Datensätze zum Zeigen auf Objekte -
▬▬▬▬▬▬

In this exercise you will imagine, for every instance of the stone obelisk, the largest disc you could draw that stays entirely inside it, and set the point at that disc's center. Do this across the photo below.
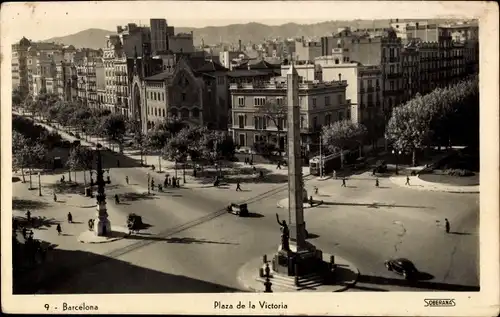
(295, 181)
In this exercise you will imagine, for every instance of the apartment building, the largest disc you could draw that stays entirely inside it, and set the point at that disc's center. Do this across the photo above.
(185, 93)
(320, 103)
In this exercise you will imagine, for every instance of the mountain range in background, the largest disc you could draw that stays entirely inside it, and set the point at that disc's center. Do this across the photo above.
(250, 32)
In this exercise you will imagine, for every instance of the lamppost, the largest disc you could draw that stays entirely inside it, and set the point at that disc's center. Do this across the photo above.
(149, 180)
(39, 185)
(31, 183)
(397, 153)
(103, 226)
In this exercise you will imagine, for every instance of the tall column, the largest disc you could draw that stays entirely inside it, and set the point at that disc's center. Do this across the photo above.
(295, 185)
(102, 226)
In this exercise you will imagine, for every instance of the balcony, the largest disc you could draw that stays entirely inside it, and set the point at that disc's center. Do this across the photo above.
(394, 75)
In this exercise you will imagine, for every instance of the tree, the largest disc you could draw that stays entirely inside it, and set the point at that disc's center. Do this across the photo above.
(342, 135)
(77, 158)
(408, 127)
(157, 139)
(113, 127)
(277, 114)
(26, 154)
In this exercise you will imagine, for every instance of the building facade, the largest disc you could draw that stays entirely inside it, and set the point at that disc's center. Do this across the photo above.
(320, 103)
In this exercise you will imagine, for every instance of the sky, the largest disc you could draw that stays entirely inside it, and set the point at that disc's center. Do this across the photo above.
(44, 20)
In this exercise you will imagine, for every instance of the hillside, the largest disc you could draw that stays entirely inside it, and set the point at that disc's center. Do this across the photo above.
(90, 38)
(250, 32)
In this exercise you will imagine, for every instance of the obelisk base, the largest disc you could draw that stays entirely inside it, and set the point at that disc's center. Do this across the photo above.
(102, 225)
(299, 263)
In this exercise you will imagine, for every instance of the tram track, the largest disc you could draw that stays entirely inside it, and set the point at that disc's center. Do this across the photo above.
(65, 274)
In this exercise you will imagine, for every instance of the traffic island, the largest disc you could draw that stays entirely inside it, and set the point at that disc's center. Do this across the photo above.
(117, 233)
(283, 203)
(343, 275)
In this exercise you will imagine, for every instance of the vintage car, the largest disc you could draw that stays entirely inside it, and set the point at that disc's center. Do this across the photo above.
(402, 266)
(239, 210)
(134, 222)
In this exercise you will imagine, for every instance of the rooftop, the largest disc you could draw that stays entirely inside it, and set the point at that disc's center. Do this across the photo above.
(250, 72)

▬▬▬▬▬▬

WAS ZU ERSTELLEN IST - Bearbeite die Datensätze oben so, dass überall „largest disc“ durch „largest circle“ ersetzt ist und sonst nichts geändert wird. Lass die Bilder in der Antwort weg.

ERGEBNIS DER ÜBUNG -
In this exercise you will imagine, for every instance of the stone obelisk, the largest circle you could draw that stays entirely inside it, and set the point at that disc's center. Do this across the photo below.
(295, 181)
In this exercise you will imagine, for every instance of the apartment building, the largest circle you could draw that stays entirely inside it, and set the point at that disc's center. Do this across the photo above.
(185, 93)
(320, 103)
In this exercise you will imagine, for every instance of the mountain range in background, the largest circle you could draw that stays entirely inside it, and set the point at that disc's center. Do this across the photo above.
(250, 32)
In this exercise you will imagine, for every instance of the lamppost, the largest circle you could draw that stays entirely inside it, and set the point at that disc's center. Do this across the photo above.
(149, 180)
(39, 185)
(31, 183)
(397, 153)
(103, 226)
In this exercise you will imagine, for every instance of the tall column, the largest circle you could draw that stays entirely inside it, and set the point at that disc's center. Do this across the photo above.
(295, 185)
(102, 226)
In this exercise you will imagine, for every instance of the balcony, the largest circle you could draw that stays entirely inside it, and set the point at that disc's center. Do this across the photo above.
(394, 75)
In this exercise you will imagine, for every instance of the tree, the largest circle you could draw that stays entirely inside it, and set the point at that disc's center. Do this across the photo above.
(342, 135)
(77, 158)
(408, 127)
(157, 139)
(113, 127)
(277, 114)
(26, 154)
In this exercise you will imagine, for every instance of the building facade, the largest circle you could draw that stays entirely inside it, and set the point at that disc's center. Do this across the photo above.
(320, 103)
In this exercise you will imagine, for every instance of the sky, the largest circle you could draw that stays entirely inside it, and set the point at that disc's center. Do this across the photo above.
(44, 20)
In this exercise you will imagine, for every instance of the hillside, the largest circle you could draw that stays entirely inside it, and set the point at that disc's center. Do this across the photo above.
(90, 38)
(250, 32)
In this exercise you will imagine, for every instance of the obelisk base, the largest circle you could draw that stays entirely inside it, and set the point at that disc's center. Do this across the photo above.
(102, 225)
(299, 263)
In this exercise you will imagine, for every instance of the tram track, the largest circle you could draw that stays entirely inside it, and set the point at that disc's center. Do this across the photo above.
(65, 274)
In this exercise you will imagine, for every instance of the traffic island, the largest circle you could draw that stays entirely inside it, and set the point at that disc's center. Do this across the photo above.
(117, 233)
(283, 203)
(343, 275)
In this exercise you will imagine, for every instance of the vintage car, the largest circle you could draw that stays entirely inside it, and set the point at that disc's center. Do this across the photo above.
(402, 266)
(239, 210)
(134, 222)
In this exercise you will imagine, for every instance of the rooftop, the largest circle you could draw that stays entirely inside it, and set the point at that disc's center. Do this across the photo above.
(250, 72)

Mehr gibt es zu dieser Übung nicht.